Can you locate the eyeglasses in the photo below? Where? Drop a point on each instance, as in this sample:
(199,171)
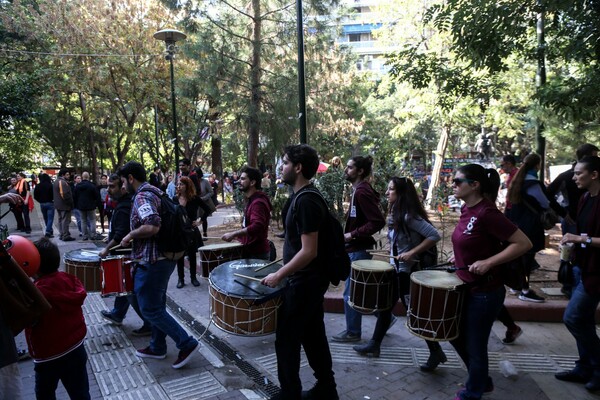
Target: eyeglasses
(458,181)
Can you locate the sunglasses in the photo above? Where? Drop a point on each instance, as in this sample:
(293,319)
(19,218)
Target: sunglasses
(458,181)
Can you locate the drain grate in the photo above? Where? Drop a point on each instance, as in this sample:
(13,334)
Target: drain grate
(264,384)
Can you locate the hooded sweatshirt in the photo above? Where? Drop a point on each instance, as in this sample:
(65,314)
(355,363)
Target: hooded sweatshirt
(62,329)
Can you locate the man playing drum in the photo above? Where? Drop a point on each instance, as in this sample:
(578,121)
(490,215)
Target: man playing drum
(300,320)
(257,216)
(153,270)
(364,219)
(118,227)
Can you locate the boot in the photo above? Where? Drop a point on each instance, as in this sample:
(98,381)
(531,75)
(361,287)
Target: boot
(436,356)
(369,349)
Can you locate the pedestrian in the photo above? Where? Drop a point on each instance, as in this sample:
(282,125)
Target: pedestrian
(579,316)
(44,194)
(87,199)
(118,227)
(528,200)
(187,198)
(300,317)
(56,340)
(152,272)
(63,203)
(483,240)
(257,217)
(363,219)
(410,233)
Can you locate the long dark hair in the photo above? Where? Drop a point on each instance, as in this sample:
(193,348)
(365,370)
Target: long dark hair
(488,178)
(407,203)
(514,190)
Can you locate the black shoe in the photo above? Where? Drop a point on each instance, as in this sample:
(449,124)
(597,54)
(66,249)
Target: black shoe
(571,376)
(369,349)
(436,356)
(320,392)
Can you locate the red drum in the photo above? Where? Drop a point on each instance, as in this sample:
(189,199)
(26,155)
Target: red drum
(435,305)
(233,298)
(116,276)
(85,265)
(212,255)
(371,286)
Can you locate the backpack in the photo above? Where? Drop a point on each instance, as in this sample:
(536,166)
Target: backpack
(176,233)
(332,246)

TO DO
Copy out all of the material above word for word, leaving out the pictures.

ANSWER TO THIS EXERCISE
Can you locate the eyeglasses in the photo below? Where? Drop a point on each instance, as in this sample:
(199,171)
Target: eyeglasses
(458,181)
Can you locate the sunglasses in the photo above? Where? Drop a point on each instance, as in this sample:
(293,319)
(19,218)
Target: sunglasses
(458,181)
Can you locate the drain grate in the photo above? Where? Drop a point on each instance, as in this sample:
(13,334)
Target: drain grate
(264,384)
Can you locate the hooded sweatshirt in the photo above? Where? Drop a point on each instance, as in this sample:
(65,314)
(355,363)
Target: hooded sweatshirt
(62,329)
Can you locate the man playing drum in the photo above? Where? Drop a point on each instance, as in this sample:
(578,121)
(490,215)
Target: man playing drum
(300,320)
(257,216)
(153,270)
(364,219)
(118,227)
Can you locate the boot in the photo above? Where? Drop a point on each instance, as in this sample:
(98,381)
(531,75)
(361,287)
Target: boot
(436,356)
(369,349)
Can you locate the pedestrian in the photo above? Where? Drop a point on each instance, as in this sample:
(282,125)
Target: pedestrian
(579,316)
(44,194)
(87,199)
(118,227)
(528,200)
(187,198)
(300,317)
(56,340)
(152,272)
(63,203)
(483,240)
(257,217)
(363,219)
(410,233)
Can you locate the long dark hair in the photo above? Where? Drop a point on each instance, as in this sample:
(193,348)
(365,370)
Target: long dark hair
(488,178)
(407,203)
(514,190)
Can you locate the black shoe in the photo above? Where? Drop a point on each instance, as in this sample:
(449,124)
(597,54)
(66,249)
Target: black shoe
(571,376)
(369,349)
(436,356)
(320,392)
Can you locate the red drum in the photo above? Where? Drop a point on each instance, as in this sample:
(189,199)
(26,155)
Target: red drum
(435,305)
(233,298)
(116,276)
(85,265)
(212,255)
(371,286)
Can you locate the backpack in the photo above? Where? Drop a point on each instance, as in this sample:
(536,166)
Target: backpack
(176,233)
(332,246)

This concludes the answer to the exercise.